#### WHAT YOU NEED TO DO
Duplicate every one of the entries below, word for word and without changes.

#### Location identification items
•••••

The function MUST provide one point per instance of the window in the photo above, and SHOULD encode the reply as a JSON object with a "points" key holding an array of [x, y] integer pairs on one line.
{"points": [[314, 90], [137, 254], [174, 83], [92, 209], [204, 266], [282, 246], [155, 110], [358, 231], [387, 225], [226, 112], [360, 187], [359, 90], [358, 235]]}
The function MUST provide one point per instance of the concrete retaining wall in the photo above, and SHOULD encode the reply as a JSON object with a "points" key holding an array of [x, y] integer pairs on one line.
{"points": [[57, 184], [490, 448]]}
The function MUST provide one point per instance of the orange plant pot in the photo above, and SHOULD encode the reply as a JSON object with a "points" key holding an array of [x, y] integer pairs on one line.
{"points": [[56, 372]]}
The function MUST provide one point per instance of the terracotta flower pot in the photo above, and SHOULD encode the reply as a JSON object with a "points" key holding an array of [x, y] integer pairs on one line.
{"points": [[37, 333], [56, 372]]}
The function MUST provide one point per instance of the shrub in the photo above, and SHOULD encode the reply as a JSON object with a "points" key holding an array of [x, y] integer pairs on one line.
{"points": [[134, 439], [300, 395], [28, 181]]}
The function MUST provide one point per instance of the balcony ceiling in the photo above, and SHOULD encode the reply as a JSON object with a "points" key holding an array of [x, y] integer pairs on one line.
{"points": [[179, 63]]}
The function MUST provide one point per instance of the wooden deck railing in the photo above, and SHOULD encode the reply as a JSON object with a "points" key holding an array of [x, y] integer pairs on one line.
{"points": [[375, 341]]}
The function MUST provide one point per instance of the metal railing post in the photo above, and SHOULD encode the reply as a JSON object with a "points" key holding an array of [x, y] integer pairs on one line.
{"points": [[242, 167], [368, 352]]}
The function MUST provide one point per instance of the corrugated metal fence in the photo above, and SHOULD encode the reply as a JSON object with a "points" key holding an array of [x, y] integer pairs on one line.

•••••

#### SOLUTION FOR THIS EXERCISE
The function MUST provide one point per instance of the window in the photo above, and SHOULD encode the reply as a JSON object with a "points" key holding an array of [x, y] integer pairs on one line.
{"points": [[314, 90], [137, 254], [174, 83], [92, 209], [204, 266], [282, 246], [155, 110], [358, 231], [387, 225], [226, 112], [360, 187], [359, 90], [358, 235]]}
The function MUST provide one point per instance of the concrete retaining wall in the photo above, and SHOULD encode the reply as a JSON object with a "points" key holding an array of [x, y] integer pairs on one line.
{"points": [[57, 184], [490, 448]]}
The function MUST provide one point per instance of the orange plant pot in the photo above, and SHOULD encode the reply as a JSON object with a "points" key holding an array of [x, y] integer pairs on one line.
{"points": [[56, 372]]}
The function MUST provide one point per instance of the terracotta flower pot in the photo above, and SHOULD encode the reply as a JSON object with a "points" key holding an array of [x, y] integer pairs on one line.
{"points": [[37, 333], [56, 372]]}
The function MUST provide one point per instance of the shrub in the photo above, and SHOULD encode the reply as a JSON object with a "points" key holding an array of [x, y] integer pairs on one line.
{"points": [[134, 439], [300, 395], [28, 181]]}
The function MUST provide one point per instance of the balcony ceiling in the photo above, and SHOULD encode the reply as a JSON object with a "points" key holding an array of [x, y] integer pairs on one line.
{"points": [[179, 63]]}
The function MUST provide one point per instance of the wooden deck railing in the photo above, and SHOULD encode the reply as a JSON object with a "points" key holding an array of [x, y] integer pairs on one line.
{"points": [[375, 341]]}
The function MUST provide one point per instance of the metal railing post in the photo above, and SHOULD encode the reply as a JSON object with a "points" key holding an array of [x, y] integer pairs on one line.
{"points": [[242, 167], [368, 352]]}
The function MUST provide one point per instance of the corrugated metal fence in the photo above, and SHOULD encode the reply as a JSON object with a "points" key holding an array of [x, y] integer pairs on one line.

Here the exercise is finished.